▼▼▼

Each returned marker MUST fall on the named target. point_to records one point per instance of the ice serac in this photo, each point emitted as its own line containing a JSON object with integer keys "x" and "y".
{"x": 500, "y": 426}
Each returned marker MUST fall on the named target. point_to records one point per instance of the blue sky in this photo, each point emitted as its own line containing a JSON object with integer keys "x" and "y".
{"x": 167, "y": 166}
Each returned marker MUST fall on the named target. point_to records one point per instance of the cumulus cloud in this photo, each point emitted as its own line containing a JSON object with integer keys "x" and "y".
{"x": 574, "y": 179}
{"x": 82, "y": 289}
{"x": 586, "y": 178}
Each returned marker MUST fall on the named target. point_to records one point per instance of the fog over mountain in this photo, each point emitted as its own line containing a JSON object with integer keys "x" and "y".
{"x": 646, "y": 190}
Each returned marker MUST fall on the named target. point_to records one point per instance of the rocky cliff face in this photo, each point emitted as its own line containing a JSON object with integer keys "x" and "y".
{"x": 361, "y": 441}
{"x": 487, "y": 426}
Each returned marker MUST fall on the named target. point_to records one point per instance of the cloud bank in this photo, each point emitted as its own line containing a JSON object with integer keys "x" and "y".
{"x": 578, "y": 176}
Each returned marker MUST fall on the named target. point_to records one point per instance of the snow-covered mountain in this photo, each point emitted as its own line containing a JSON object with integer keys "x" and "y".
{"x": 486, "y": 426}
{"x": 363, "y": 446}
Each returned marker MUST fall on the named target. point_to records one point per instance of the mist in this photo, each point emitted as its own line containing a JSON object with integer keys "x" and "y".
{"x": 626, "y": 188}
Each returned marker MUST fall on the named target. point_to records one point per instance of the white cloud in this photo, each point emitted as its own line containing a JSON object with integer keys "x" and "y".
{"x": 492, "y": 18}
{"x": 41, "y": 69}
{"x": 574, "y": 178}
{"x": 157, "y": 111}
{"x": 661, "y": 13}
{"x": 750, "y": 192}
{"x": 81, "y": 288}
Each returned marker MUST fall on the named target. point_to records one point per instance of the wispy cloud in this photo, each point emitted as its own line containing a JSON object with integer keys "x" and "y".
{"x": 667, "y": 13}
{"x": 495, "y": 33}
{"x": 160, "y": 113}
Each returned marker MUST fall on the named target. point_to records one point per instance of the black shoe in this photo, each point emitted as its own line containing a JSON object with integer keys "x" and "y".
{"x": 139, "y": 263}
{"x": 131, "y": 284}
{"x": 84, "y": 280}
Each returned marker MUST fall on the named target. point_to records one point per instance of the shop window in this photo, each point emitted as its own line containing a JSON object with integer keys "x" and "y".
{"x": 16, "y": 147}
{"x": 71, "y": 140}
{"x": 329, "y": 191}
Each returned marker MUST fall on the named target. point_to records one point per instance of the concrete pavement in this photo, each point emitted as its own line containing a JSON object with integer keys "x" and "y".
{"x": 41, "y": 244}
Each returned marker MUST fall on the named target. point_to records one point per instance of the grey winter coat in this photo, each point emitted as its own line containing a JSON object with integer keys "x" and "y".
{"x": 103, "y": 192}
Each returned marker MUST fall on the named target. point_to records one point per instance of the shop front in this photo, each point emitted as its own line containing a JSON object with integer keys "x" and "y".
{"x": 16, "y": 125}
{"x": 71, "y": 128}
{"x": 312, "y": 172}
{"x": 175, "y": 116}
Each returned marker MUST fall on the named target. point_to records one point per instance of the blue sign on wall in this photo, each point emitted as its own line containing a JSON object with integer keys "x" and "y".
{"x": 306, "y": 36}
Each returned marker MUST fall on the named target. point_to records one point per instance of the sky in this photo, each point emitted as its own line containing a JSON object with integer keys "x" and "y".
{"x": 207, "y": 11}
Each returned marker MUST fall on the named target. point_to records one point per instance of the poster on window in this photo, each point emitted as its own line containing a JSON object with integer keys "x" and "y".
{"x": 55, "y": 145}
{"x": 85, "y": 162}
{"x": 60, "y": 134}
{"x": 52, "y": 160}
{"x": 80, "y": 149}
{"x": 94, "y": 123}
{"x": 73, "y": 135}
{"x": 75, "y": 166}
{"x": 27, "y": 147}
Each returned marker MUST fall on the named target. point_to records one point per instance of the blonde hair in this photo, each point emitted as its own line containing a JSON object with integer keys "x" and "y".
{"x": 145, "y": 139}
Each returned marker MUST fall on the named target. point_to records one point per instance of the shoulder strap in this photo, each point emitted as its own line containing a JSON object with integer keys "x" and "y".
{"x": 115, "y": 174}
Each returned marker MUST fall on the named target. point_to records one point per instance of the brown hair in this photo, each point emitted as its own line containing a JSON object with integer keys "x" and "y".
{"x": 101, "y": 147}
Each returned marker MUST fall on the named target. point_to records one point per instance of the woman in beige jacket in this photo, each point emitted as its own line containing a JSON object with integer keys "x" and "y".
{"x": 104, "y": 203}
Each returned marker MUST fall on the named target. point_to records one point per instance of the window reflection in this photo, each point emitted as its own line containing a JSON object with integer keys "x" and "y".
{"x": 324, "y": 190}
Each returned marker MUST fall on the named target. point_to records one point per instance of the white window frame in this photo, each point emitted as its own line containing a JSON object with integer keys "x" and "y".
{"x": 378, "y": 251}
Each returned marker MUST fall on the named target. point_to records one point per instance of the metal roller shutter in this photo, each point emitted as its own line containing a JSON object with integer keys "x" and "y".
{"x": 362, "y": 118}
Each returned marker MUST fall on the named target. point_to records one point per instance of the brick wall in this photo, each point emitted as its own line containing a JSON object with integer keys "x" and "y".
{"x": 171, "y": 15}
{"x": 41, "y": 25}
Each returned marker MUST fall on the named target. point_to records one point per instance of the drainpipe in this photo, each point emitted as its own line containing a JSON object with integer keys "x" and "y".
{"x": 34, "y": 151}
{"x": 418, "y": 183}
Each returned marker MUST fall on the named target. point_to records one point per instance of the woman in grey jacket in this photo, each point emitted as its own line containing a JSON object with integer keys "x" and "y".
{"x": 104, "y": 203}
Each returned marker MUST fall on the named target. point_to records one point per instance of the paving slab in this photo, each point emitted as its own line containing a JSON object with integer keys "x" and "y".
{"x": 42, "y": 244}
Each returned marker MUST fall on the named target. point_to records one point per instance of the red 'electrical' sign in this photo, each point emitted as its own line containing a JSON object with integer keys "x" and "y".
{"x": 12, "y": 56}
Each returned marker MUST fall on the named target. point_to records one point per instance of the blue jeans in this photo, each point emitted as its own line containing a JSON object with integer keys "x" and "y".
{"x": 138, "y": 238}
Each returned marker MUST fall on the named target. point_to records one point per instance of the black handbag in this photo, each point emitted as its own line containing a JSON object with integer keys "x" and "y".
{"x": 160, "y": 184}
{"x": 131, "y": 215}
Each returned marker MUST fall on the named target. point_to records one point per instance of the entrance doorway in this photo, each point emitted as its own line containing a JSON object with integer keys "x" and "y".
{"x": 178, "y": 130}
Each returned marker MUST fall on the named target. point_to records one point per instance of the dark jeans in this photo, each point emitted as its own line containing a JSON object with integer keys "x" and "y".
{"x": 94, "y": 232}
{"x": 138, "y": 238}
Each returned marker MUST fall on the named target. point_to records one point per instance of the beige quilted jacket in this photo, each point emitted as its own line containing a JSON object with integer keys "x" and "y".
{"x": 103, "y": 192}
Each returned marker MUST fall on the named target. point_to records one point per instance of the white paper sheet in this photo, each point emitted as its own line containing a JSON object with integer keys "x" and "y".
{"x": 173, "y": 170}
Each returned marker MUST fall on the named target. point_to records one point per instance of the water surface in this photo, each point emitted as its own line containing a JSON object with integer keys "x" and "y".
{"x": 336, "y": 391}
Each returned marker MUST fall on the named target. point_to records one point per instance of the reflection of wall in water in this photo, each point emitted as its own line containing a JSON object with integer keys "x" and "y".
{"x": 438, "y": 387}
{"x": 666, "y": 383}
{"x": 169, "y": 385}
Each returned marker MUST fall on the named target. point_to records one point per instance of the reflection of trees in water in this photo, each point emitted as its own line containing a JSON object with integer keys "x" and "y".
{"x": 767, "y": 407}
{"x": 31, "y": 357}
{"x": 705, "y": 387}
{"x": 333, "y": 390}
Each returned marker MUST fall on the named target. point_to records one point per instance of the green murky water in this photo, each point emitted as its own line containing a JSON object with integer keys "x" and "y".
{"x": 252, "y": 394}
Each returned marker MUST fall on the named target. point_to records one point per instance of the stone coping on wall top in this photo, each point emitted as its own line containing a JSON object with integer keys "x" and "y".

▲▲▲

Reproduce the data from the line containing "reflection of trees" through the end of the data, inclusive, replacing "murky" with "cloudy" and leaving everything else unchanged.

• **Solution to the exercise**
Each returned marker MUST fall on the named target. point_to records one point per instance of the reflection of trees in water in this photo, each point emitted as its own line containing a JSON object with integer keys "x" and "y".
{"x": 767, "y": 407}
{"x": 31, "y": 357}
{"x": 705, "y": 387}
{"x": 333, "y": 390}
Each returned marker MUST fall on the named target. point_to records one point per instance of the green cloudy water in this photo, each point emitted as its own line containing a JSON object with integer keys "x" and "y".
{"x": 252, "y": 394}
Each returned marker MUST fall on the named target. point_to records one point per instance of the stone coping on wall top in this photo, each point emitted as its own line containing a JSON object with integer keys "x" and "y".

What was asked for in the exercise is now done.